DATA TO USE →
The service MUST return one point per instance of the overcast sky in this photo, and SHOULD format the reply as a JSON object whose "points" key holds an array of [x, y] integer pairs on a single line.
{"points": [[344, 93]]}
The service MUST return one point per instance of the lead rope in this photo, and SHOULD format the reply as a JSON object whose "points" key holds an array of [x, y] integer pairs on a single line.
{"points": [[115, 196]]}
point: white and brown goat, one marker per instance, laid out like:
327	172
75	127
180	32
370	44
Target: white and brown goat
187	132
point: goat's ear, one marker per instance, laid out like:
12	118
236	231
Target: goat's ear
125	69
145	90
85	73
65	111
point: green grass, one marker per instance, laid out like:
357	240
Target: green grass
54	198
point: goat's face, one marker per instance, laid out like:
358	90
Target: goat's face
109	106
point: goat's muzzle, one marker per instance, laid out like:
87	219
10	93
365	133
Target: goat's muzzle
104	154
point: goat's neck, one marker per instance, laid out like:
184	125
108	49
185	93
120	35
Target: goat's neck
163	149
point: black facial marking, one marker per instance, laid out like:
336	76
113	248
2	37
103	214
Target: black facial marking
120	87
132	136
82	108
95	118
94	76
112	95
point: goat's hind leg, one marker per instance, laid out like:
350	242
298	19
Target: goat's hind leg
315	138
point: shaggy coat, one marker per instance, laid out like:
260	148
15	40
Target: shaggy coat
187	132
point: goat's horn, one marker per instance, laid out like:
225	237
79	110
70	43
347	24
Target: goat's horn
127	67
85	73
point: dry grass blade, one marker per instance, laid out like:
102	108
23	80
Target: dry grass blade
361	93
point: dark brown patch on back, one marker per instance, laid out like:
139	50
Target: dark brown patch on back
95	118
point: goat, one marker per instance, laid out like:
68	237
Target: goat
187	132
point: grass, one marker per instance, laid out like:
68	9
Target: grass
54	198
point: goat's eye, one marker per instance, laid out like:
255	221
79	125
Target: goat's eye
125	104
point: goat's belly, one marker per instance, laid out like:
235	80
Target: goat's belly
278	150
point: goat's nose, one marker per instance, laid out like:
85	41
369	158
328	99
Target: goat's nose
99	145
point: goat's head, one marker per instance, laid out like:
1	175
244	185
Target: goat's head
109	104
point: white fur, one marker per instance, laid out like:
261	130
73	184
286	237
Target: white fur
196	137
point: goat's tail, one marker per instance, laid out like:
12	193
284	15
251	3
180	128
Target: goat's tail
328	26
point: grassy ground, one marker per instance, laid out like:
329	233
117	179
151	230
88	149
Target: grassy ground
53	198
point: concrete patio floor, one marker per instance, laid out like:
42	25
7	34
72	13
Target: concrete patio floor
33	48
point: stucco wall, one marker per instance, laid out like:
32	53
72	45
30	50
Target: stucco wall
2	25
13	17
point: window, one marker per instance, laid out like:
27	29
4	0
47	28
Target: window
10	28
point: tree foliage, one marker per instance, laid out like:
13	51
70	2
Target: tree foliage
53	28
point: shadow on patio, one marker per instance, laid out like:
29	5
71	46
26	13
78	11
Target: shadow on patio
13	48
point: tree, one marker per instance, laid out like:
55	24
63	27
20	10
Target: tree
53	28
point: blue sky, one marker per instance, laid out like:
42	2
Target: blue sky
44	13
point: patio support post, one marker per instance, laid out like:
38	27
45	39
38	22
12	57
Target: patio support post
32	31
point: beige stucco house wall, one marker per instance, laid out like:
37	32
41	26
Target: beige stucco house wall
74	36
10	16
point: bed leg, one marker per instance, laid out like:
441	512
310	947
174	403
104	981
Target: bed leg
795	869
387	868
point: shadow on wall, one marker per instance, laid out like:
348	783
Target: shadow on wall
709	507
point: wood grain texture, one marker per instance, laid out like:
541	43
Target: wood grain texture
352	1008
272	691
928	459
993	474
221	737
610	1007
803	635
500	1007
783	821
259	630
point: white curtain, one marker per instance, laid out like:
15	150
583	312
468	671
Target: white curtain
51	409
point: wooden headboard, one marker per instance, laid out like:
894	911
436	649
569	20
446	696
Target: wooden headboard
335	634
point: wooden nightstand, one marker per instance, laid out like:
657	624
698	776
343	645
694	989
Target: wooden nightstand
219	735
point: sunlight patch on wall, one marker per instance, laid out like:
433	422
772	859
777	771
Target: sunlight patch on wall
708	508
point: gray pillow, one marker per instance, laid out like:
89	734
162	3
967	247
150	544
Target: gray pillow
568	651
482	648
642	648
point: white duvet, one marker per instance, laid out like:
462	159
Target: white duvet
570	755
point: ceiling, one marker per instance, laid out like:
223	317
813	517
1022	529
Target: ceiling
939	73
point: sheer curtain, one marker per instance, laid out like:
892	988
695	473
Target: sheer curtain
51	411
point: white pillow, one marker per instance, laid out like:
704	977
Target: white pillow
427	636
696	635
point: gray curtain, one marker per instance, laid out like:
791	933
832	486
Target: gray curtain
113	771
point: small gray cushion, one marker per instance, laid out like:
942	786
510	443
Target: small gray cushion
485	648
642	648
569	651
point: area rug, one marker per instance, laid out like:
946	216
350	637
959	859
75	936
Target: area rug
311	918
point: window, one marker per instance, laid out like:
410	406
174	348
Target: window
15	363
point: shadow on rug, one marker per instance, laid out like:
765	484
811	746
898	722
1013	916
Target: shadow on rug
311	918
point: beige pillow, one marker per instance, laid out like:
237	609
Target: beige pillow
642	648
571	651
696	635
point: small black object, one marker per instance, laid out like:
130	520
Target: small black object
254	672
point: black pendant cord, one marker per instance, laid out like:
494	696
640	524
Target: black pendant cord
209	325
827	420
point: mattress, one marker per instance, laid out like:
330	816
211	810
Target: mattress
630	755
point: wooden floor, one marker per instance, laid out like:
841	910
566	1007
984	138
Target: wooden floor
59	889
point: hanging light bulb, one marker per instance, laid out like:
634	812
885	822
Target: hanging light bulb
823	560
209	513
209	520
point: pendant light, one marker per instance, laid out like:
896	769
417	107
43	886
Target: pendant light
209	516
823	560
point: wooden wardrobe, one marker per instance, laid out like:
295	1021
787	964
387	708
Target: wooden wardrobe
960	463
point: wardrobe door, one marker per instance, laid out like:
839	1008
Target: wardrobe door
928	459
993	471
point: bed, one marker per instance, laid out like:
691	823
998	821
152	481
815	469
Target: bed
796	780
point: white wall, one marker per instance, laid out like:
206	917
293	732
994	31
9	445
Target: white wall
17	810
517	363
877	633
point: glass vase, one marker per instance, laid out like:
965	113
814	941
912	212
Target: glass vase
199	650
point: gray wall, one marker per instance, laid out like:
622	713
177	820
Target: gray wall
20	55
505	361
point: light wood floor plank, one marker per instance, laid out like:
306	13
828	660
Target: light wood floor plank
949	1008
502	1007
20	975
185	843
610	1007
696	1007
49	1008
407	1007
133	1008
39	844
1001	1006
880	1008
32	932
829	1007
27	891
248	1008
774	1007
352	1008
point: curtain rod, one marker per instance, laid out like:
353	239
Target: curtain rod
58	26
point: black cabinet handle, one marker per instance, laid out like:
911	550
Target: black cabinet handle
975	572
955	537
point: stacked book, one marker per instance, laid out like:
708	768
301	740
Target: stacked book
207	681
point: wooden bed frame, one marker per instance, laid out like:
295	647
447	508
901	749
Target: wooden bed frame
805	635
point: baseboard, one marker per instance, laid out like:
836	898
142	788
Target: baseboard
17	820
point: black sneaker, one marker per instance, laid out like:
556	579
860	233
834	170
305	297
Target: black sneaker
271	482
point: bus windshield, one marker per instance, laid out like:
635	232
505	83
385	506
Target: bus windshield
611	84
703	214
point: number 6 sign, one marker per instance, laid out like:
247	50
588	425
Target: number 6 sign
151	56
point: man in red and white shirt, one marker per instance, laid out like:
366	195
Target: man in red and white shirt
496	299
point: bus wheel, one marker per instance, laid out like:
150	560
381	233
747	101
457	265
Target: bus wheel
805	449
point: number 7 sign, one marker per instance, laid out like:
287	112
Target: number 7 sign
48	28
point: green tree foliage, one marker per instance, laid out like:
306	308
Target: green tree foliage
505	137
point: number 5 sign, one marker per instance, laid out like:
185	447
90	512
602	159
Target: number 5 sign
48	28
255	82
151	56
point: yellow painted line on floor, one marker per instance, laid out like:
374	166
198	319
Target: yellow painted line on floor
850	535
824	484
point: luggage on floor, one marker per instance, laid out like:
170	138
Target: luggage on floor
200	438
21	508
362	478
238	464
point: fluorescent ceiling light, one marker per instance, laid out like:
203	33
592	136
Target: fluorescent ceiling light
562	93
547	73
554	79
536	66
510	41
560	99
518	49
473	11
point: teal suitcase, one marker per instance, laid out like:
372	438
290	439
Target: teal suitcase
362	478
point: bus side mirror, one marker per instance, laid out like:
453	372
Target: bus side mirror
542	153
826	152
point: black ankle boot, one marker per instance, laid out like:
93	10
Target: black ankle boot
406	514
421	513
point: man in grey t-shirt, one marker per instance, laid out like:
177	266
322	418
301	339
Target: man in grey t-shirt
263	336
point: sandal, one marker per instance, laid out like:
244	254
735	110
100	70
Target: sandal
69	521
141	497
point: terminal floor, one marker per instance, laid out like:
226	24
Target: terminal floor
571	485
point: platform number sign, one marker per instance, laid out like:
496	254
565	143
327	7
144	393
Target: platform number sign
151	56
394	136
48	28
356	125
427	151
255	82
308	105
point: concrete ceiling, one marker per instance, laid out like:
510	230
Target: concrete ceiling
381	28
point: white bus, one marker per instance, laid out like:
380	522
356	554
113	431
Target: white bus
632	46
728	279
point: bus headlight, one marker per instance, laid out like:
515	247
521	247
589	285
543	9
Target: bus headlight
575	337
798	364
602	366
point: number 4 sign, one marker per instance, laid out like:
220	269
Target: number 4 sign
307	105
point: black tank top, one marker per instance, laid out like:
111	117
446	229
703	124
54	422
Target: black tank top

STATED TASK → In the entries above, take the line containing "point: bus wheel, one" and each later line through the last, and repeat them exactly. Output nothing else.

TASK OUTPUT →
point: bus wheel, one marker per instance, laid out like:
150	560
381	233
747	101
457	265
Target: bus wheel
805	449
point: number 7 sign, one marker per instance, laid out like:
287	112
Target: number 7 sign
48	28
point: green tree foliage, one marker per instance, laid out like:
306	308
Target: green tree foliage
505	137
point: number 5 sign, one marker per instance, laid out like:
185	447
90	512
602	159
Target: number 5 sign
48	28
255	82
151	56
point: yellow painted line on floor, one marker per instance, laid out like:
374	166
198	319
Target: yellow painted line on floor
850	535
824	484
point: luggage on floor, one marker per instance, laid out like:
170	138
Target: luggage on floor
200	438
21	508
362	478
238	464
point: fluorescent ceiling light, one marker per instance, laid out like:
203	33
592	136
Target: fluorescent ceiling light
562	93
547	73
554	79
536	66
510	41
560	99
518	49
473	11
point: teal suitcase, one marker per instance, laid out like:
372	438
290	439
Target: teal suitcase
362	478
point: bus side mirror, one marker per instance, laid out like:
453	372
Target: bus side mirror
542	153
826	152
point: black ankle boot, one marker per instance, laid out like:
93	10
Target: black ankle boot
406	514
421	513
point: man in grey t-shirt, one marker per instance, laid out like:
177	266
322	418
301	339
Target: man in grey t-shirt
263	336
point: sandal, one marker per instance, laid out like:
244	254
735	110
100	70
Target: sandal
69	521
141	497
point: terminal floor, one marker per instance, laid out like:
226	24
Target: terminal floor
571	485
point: platform number sign, one marker per instance, laid out like:
496	254
565	143
327	7
144	393
Target: platform number sign
151	56
394	136
48	28
356	125
427	151
255	82
308	105
point: concrete ceiling, one marker per instance, laid out like:
510	230
Target: concrete ceiling
381	28
point: white bus, one marker per instance, laid out like:
380	522
356	554
113	431
Target: white bus
632	46
728	279
point: bus headlight, one marker per instance, laid out like:
515	247
521	247
589	285
543	9
Target: bus headlight
575	337
798	364
602	366
point: number 4 sign, one marker per instance, laid out like:
220	269
Target: number 4 sign
307	105
point: black tank top, one marker per instance, laid out like:
111	117
446	229
703	124
54	422
Target: black tank top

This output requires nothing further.